— start of Input rows —

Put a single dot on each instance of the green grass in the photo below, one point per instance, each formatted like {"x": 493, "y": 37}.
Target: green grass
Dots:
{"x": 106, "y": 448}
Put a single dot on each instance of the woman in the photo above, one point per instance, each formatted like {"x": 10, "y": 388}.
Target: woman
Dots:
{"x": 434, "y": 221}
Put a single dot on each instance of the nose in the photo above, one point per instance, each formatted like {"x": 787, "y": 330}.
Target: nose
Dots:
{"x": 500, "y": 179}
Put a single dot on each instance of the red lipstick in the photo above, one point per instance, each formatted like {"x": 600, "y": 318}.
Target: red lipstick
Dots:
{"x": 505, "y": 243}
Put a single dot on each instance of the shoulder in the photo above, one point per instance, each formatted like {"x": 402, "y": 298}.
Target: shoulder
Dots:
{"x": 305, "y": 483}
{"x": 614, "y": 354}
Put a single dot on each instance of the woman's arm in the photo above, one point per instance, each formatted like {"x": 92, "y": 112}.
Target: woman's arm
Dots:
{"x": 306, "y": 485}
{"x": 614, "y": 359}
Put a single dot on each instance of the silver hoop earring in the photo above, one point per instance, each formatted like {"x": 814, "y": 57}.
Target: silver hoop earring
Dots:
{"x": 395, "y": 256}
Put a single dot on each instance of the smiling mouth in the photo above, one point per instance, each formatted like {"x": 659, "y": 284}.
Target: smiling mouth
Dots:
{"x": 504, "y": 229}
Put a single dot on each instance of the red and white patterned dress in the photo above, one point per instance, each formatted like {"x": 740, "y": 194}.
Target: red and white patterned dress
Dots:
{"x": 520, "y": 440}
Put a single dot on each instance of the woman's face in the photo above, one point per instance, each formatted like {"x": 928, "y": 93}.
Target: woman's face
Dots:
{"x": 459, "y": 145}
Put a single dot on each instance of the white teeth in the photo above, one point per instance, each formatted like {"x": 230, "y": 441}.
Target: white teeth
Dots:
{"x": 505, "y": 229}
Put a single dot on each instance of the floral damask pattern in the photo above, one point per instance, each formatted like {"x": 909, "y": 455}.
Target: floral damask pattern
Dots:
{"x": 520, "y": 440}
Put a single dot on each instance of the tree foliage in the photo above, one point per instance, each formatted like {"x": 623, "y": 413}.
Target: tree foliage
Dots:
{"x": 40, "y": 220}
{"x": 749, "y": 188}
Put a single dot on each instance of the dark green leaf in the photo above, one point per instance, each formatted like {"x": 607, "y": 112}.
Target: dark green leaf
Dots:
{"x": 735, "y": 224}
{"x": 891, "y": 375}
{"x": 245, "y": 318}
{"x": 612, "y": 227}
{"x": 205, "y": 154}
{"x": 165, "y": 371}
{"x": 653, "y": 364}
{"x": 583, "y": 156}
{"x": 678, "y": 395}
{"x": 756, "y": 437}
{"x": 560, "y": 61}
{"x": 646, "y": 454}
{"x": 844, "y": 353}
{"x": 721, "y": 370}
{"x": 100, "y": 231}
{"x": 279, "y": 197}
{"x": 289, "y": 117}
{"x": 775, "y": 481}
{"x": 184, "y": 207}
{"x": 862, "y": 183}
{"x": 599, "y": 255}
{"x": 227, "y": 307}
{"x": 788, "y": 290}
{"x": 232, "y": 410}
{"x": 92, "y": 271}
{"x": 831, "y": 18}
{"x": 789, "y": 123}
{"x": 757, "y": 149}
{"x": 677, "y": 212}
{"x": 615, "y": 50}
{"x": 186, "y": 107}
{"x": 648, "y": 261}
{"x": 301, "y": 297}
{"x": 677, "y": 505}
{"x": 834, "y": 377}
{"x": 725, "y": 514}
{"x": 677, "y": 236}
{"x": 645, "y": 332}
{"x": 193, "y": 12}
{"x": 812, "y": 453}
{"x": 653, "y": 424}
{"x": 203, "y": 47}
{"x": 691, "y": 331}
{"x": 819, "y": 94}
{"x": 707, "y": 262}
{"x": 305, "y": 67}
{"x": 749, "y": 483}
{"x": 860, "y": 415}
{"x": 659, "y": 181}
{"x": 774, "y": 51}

— end of Input rows —

| Prompt |
Give back each line above precisely as it stands.

| Result of the exercise |
Put a single dot on each instance of the green grass in the photo below, one point per instance, each formatted like {"x": 493, "y": 37}.
Target: green grass
Dots:
{"x": 106, "y": 448}
Put a single dot on each instance of the woman in the photo above, one point per instance, each formatted like {"x": 10, "y": 388}.
Target: woman
Dots:
{"x": 434, "y": 221}
Put a single dot on each instance of the nose in the photo above, one point per instance, each formatted like {"x": 787, "y": 330}.
Target: nose
Dots:
{"x": 500, "y": 179}
Put a single dot on each instance of the red lipstick in the photo above, one point per instance, each formatted like {"x": 600, "y": 318}.
Target: red lipstick
Dots:
{"x": 505, "y": 243}
Put a single dot on each instance of the shoulder in the photo above, one point per instance, each formatted like {"x": 402, "y": 298}.
Target: shoulder
Dots:
{"x": 305, "y": 483}
{"x": 614, "y": 354}
Put a single dot on each instance of the woman's arm in the photo above, one point per instance, each formatted like {"x": 92, "y": 112}.
Target: woman's arm
Dots:
{"x": 306, "y": 485}
{"x": 614, "y": 359}
Put a single dot on each instance of the silver hoop earring in the photo above, one point per instance, each formatted like {"x": 814, "y": 57}.
Target: silver hoop earring
Dots:
{"x": 395, "y": 256}
Put a single dot on each instance of the smiling mouth in the photo above, one point per instance, each formatted like {"x": 659, "y": 284}.
Target: smiling mouth
Dots:
{"x": 504, "y": 229}
Put a single dot on each instance of the red and white patterned dress in the photo above, one point per instance, each formatted like {"x": 740, "y": 194}.
Target: red and white patterned dress
Dots:
{"x": 520, "y": 440}
Put a single dot on each instance of the woman's face in the photo above, one point per instance, each formatted like {"x": 928, "y": 93}.
Target: woman's face
Dots:
{"x": 459, "y": 145}
Put a single dot on each instance of the white teeth in the photo above, one point per instance, each formatted like {"x": 230, "y": 441}.
Target: white teeth
Dots:
{"x": 505, "y": 229}
Put a single dot on each instance of the floral damask pattern in the photo above, one point per instance, each formatted like {"x": 909, "y": 455}.
Target: floral damask pattern
Dots:
{"x": 520, "y": 440}
Put a single dot on each instance of the tree foliage in the photo above, one point per instance, each formatted like {"x": 623, "y": 413}.
Target: tree foliage
Dots:
{"x": 40, "y": 220}
{"x": 749, "y": 188}
Put a single dot on each instance of the dark green leaf in the photo above, one point per instance, each formatted like {"x": 607, "y": 112}.
Target: dark green leaf
Dots:
{"x": 735, "y": 224}
{"x": 891, "y": 375}
{"x": 245, "y": 318}
{"x": 612, "y": 227}
{"x": 205, "y": 154}
{"x": 165, "y": 371}
{"x": 653, "y": 364}
{"x": 583, "y": 156}
{"x": 678, "y": 395}
{"x": 756, "y": 437}
{"x": 560, "y": 61}
{"x": 646, "y": 454}
{"x": 844, "y": 353}
{"x": 721, "y": 370}
{"x": 100, "y": 231}
{"x": 279, "y": 197}
{"x": 289, "y": 117}
{"x": 775, "y": 481}
{"x": 184, "y": 207}
{"x": 862, "y": 183}
{"x": 599, "y": 255}
{"x": 227, "y": 307}
{"x": 788, "y": 290}
{"x": 232, "y": 410}
{"x": 92, "y": 271}
{"x": 831, "y": 18}
{"x": 789, "y": 123}
{"x": 757, "y": 149}
{"x": 677, "y": 212}
{"x": 615, "y": 50}
{"x": 186, "y": 107}
{"x": 648, "y": 261}
{"x": 301, "y": 297}
{"x": 677, "y": 505}
{"x": 834, "y": 377}
{"x": 725, "y": 514}
{"x": 677, "y": 236}
{"x": 645, "y": 332}
{"x": 193, "y": 12}
{"x": 812, "y": 453}
{"x": 653, "y": 424}
{"x": 203, "y": 47}
{"x": 691, "y": 331}
{"x": 819, "y": 94}
{"x": 707, "y": 262}
{"x": 305, "y": 67}
{"x": 749, "y": 483}
{"x": 860, "y": 415}
{"x": 659, "y": 181}
{"x": 774, "y": 51}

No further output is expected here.